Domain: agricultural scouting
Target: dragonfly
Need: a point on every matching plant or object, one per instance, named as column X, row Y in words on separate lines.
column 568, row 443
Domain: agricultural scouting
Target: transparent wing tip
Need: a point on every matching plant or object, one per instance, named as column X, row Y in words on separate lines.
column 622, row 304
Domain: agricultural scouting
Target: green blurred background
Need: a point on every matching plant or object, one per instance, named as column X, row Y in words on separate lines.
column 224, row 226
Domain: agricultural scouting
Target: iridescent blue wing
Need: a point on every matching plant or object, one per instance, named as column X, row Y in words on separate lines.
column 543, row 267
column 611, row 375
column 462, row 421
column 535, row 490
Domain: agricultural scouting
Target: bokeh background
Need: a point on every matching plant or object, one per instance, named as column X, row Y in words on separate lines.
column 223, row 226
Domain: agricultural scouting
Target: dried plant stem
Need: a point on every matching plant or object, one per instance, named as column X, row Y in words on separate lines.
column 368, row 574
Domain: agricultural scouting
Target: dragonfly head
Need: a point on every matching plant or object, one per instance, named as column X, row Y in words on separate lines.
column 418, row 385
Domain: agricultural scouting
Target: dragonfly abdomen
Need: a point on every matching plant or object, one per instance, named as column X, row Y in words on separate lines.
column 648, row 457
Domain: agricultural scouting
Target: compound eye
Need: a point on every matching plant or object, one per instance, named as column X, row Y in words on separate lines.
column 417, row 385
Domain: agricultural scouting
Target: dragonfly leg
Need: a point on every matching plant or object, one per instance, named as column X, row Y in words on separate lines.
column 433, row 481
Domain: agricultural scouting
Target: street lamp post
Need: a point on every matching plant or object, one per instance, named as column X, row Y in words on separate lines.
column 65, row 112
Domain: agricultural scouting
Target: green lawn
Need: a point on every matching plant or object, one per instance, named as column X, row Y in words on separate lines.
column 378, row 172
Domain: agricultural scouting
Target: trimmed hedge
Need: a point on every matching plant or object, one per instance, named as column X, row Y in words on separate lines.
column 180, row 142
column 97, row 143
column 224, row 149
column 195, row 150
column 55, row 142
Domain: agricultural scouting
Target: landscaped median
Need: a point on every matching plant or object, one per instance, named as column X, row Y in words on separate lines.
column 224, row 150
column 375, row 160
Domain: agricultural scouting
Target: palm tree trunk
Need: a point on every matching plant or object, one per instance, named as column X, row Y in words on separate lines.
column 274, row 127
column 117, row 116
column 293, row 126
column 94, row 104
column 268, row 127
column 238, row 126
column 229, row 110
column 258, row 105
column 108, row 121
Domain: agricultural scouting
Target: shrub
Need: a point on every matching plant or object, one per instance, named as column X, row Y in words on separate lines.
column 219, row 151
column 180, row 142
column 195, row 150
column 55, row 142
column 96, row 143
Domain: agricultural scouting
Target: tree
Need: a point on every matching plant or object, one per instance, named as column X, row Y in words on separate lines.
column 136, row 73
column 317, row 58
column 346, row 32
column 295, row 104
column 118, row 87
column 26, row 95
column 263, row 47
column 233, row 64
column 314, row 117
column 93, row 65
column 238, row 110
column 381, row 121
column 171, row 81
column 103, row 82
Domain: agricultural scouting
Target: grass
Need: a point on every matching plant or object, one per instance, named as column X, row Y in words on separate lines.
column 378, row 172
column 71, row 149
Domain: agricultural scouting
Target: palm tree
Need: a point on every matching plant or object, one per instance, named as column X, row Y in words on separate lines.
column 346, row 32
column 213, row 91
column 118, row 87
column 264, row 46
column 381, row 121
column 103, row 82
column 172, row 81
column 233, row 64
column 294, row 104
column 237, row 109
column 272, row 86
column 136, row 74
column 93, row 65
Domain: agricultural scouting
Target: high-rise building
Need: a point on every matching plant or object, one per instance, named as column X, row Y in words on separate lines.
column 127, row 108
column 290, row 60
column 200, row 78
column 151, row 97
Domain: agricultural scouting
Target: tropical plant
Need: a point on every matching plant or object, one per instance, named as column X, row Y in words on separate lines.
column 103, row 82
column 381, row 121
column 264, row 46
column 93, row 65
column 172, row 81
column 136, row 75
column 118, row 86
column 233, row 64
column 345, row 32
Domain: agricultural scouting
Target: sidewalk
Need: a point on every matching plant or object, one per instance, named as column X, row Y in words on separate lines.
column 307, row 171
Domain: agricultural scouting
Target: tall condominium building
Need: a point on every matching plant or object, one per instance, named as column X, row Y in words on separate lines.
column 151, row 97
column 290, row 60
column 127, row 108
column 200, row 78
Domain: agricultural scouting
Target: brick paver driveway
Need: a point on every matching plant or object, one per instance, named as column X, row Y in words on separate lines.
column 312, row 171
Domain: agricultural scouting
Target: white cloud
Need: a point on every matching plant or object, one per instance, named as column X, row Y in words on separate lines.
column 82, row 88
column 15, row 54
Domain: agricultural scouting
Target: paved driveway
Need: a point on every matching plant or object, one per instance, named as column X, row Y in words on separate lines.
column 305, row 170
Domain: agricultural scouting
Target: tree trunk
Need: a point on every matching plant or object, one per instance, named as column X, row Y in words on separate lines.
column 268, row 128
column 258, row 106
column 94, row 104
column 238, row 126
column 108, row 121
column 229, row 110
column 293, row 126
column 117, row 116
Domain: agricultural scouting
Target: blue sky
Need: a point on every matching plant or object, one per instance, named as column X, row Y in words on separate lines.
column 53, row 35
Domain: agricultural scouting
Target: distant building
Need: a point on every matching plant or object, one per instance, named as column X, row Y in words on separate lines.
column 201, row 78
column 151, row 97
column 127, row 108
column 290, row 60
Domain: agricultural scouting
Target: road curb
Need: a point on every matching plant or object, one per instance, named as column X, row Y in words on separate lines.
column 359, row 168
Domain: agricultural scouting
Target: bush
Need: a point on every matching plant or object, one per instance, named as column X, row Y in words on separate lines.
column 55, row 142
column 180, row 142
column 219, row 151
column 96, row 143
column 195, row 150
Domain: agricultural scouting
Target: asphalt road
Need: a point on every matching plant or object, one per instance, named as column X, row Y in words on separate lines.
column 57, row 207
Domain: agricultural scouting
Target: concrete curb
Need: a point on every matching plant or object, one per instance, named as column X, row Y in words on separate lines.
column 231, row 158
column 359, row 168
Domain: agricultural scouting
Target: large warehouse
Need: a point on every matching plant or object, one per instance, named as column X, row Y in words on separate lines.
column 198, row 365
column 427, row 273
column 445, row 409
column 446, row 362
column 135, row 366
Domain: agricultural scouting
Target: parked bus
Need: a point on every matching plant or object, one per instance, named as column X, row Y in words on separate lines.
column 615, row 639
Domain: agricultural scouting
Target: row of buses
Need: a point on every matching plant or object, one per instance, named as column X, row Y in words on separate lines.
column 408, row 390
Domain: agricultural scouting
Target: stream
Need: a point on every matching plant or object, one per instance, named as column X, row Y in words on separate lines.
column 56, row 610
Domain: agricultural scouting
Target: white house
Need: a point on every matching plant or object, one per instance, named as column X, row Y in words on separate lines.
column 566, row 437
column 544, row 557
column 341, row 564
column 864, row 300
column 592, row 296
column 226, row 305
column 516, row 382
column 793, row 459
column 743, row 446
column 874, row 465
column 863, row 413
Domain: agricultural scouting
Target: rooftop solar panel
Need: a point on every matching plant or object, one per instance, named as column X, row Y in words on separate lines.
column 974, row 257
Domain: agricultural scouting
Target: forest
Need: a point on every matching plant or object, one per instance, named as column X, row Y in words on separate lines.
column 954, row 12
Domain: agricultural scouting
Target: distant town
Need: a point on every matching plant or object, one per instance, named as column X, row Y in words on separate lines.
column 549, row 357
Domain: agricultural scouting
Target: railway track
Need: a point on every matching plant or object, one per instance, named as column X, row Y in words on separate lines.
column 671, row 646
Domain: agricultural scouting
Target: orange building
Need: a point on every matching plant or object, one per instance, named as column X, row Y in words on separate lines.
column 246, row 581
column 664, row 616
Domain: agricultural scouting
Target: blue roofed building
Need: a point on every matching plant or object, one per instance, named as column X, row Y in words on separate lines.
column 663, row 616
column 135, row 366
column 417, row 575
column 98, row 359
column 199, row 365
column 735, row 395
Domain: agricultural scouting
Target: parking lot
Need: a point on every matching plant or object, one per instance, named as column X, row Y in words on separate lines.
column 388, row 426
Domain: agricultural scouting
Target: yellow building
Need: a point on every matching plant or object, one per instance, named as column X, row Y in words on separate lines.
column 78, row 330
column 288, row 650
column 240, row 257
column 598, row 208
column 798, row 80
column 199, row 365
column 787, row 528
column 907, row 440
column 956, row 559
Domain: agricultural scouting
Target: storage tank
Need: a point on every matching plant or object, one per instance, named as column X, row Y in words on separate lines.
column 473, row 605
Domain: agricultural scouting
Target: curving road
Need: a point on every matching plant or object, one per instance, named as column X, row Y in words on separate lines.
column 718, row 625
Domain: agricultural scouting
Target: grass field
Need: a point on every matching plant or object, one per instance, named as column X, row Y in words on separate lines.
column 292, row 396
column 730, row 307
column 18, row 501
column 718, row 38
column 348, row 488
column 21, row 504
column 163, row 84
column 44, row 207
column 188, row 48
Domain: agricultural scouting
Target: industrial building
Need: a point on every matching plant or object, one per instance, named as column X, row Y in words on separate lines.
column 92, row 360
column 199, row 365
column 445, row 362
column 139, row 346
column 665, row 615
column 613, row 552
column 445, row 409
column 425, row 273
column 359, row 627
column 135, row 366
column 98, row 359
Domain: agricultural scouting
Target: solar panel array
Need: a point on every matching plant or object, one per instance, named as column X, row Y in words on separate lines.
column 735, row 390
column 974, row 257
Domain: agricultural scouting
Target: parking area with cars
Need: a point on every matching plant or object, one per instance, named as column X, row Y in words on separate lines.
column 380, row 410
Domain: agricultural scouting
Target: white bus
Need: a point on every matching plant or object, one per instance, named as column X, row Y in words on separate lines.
# # #
The exercise: Which lines in the rows above contain the word "road"? Report each of those lines in full.

Response to the task:
Target: road curb
Target: asphalt road
Target: curving road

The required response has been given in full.